Objective: Copy each line below that contains the string "distant". Case counts.
-- Start --
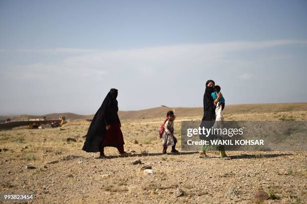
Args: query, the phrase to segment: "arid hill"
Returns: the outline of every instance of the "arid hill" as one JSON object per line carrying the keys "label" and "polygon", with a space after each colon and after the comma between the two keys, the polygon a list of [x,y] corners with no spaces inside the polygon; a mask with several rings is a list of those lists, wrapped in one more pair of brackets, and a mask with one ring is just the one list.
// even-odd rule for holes
{"label": "arid hill", "polygon": [[[185,108],[185,107],[159,107],[137,111],[119,111],[119,117],[122,119],[141,119],[157,118],[164,117],[166,112],[170,110],[175,109],[176,113],[181,117],[201,116],[203,114],[202,107]],[[262,104],[241,104],[226,105],[224,110],[225,114],[234,114],[238,113],[253,113],[278,112],[292,112],[307,110],[307,103],[271,103]],[[56,119],[60,115],[64,115],[66,119],[91,119],[93,115],[79,115],[72,113],[52,113],[45,115],[48,119]],[[0,116],[0,120],[6,120],[10,117],[11,121],[28,120],[31,118],[42,118],[43,115],[13,115]]]}

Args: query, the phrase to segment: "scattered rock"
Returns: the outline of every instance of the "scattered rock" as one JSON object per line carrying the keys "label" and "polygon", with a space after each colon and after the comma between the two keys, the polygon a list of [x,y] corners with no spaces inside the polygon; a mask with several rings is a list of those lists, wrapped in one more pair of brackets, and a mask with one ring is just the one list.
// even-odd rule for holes
{"label": "scattered rock", "polygon": [[111,174],[102,174],[100,176],[102,178],[108,178],[111,177]]}
{"label": "scattered rock", "polygon": [[70,155],[66,156],[63,156],[62,157],[61,159],[63,161],[67,161],[69,160],[73,160],[76,158],[81,157],[80,156],[74,155]]}
{"label": "scattered rock", "polygon": [[269,196],[263,190],[258,190],[255,193],[255,198],[259,200],[265,200],[268,199]]}
{"label": "scattered rock", "polygon": [[138,164],[140,164],[141,163],[142,163],[142,162],[141,161],[140,159],[134,159],[132,162],[132,164],[133,164],[133,165]]}
{"label": "scattered rock", "polygon": [[175,197],[178,197],[179,196],[181,196],[181,195],[182,195],[183,194],[183,191],[182,191],[182,190],[179,188],[178,188],[177,189],[176,189],[173,193],[174,196],[175,196]]}
{"label": "scattered rock", "polygon": [[76,139],[72,138],[71,137],[68,137],[68,138],[66,138],[66,141],[67,141],[67,142],[77,142],[77,140]]}
{"label": "scattered rock", "polygon": [[226,196],[230,196],[230,197],[234,197],[236,195],[238,195],[238,190],[234,188],[231,187],[228,188],[228,189],[225,193],[225,195]]}
{"label": "scattered rock", "polygon": [[152,169],[145,169],[143,172],[144,174],[154,174],[156,173],[156,171]]}
{"label": "scattered rock", "polygon": [[144,166],[142,166],[141,168],[141,170],[151,169],[151,166],[150,165],[144,165]]}
{"label": "scattered rock", "polygon": [[27,164],[26,165],[26,168],[27,169],[34,169],[36,168],[36,167],[35,166],[33,166],[33,165],[29,164]]}
{"label": "scattered rock", "polygon": [[130,194],[132,193],[133,192],[135,192],[136,190],[137,186],[135,185],[130,185],[127,186],[128,187],[128,192]]}
{"label": "scattered rock", "polygon": [[48,162],[47,164],[52,164],[58,163],[58,162],[59,161],[58,161],[57,160],[55,161],[50,161],[50,162]]}

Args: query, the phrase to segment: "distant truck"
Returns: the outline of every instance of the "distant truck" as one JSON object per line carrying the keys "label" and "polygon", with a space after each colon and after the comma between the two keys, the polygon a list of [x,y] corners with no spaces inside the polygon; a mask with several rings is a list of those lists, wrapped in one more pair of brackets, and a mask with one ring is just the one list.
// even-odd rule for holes
{"label": "distant truck", "polygon": [[39,126],[39,124],[35,122],[33,124],[29,125],[29,129],[38,129]]}

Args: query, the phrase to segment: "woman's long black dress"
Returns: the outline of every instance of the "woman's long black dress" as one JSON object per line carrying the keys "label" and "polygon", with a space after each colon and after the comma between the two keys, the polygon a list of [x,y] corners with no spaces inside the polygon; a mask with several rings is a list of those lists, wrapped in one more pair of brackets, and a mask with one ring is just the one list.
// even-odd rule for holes
{"label": "woman's long black dress", "polygon": [[[106,126],[107,125],[112,126],[120,123],[117,114],[118,107],[116,100],[117,96],[117,90],[111,89],[91,122],[82,148],[83,150],[87,152],[100,152],[102,142],[107,134]],[[114,145],[119,146],[124,144],[123,138],[121,140],[120,138],[116,138],[116,144]]]}

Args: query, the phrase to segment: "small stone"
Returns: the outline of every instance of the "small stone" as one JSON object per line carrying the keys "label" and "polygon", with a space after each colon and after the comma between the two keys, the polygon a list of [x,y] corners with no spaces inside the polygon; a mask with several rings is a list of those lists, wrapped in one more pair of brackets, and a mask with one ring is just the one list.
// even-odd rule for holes
{"label": "small stone", "polygon": [[175,197],[178,197],[181,196],[183,194],[182,190],[179,188],[176,189],[173,192],[174,196]]}
{"label": "small stone", "polygon": [[140,164],[142,162],[140,159],[134,159],[132,162],[132,164],[133,165]]}
{"label": "small stone", "polygon": [[26,165],[26,168],[27,169],[34,169],[36,168],[36,167],[35,166],[33,166],[33,165],[29,164],[27,164]]}
{"label": "small stone", "polygon": [[111,174],[102,174],[100,176],[102,178],[107,178],[111,177]]}
{"label": "small stone", "polygon": [[238,194],[238,190],[234,188],[229,188],[226,192],[225,193],[225,195],[226,196],[229,196],[230,197],[234,197]]}
{"label": "small stone", "polygon": [[269,196],[263,190],[258,190],[255,193],[255,198],[259,200],[265,200],[268,199]]}
{"label": "small stone", "polygon": [[156,171],[152,169],[145,169],[143,172],[144,174],[154,174],[156,173]]}
{"label": "small stone", "polygon": [[145,169],[151,169],[151,166],[150,165],[145,165],[141,167],[141,170],[145,170]]}
{"label": "small stone", "polygon": [[76,139],[72,138],[71,137],[68,137],[68,138],[66,138],[66,141],[67,141],[67,142],[77,142],[77,140]]}

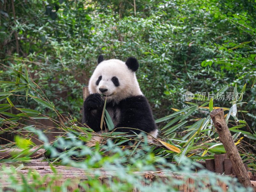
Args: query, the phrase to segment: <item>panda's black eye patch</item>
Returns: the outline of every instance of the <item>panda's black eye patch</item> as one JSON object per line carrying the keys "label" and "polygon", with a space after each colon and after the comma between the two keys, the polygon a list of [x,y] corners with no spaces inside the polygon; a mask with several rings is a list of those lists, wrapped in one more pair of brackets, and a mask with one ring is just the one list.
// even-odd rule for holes
{"label": "panda's black eye patch", "polygon": [[118,78],[116,77],[112,77],[111,80],[112,81],[112,82],[113,82],[113,83],[114,84],[115,86],[116,87],[118,87],[120,84],[119,84],[119,81],[118,80]]}
{"label": "panda's black eye patch", "polygon": [[99,78],[98,80],[97,80],[97,81],[96,82],[96,85],[98,85],[100,83],[100,80],[101,80],[101,78],[102,78],[102,76],[100,76],[99,77]]}

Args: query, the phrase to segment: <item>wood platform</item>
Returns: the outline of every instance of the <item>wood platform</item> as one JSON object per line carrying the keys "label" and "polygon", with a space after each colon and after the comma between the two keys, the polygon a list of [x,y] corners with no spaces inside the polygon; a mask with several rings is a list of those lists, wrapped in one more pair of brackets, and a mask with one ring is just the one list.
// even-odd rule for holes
-- End --
The result:
Args: query, the phrase to segment: "distant truck"
Returns: the outline of every instance of the "distant truck" as one JSON object per line carrying the keys "label" and "polygon", with a space after each colon and after the comma between the two keys, the polygon a list of [x,y] corners with no spaces inside the polygon; a mask with several rings is a list of those lists, wrapped in one more pair of brackets, and a mask with one ring is just the one list.
{"label": "distant truck", "polygon": [[39,126],[39,124],[35,122],[33,124],[29,125],[29,129],[38,129]]}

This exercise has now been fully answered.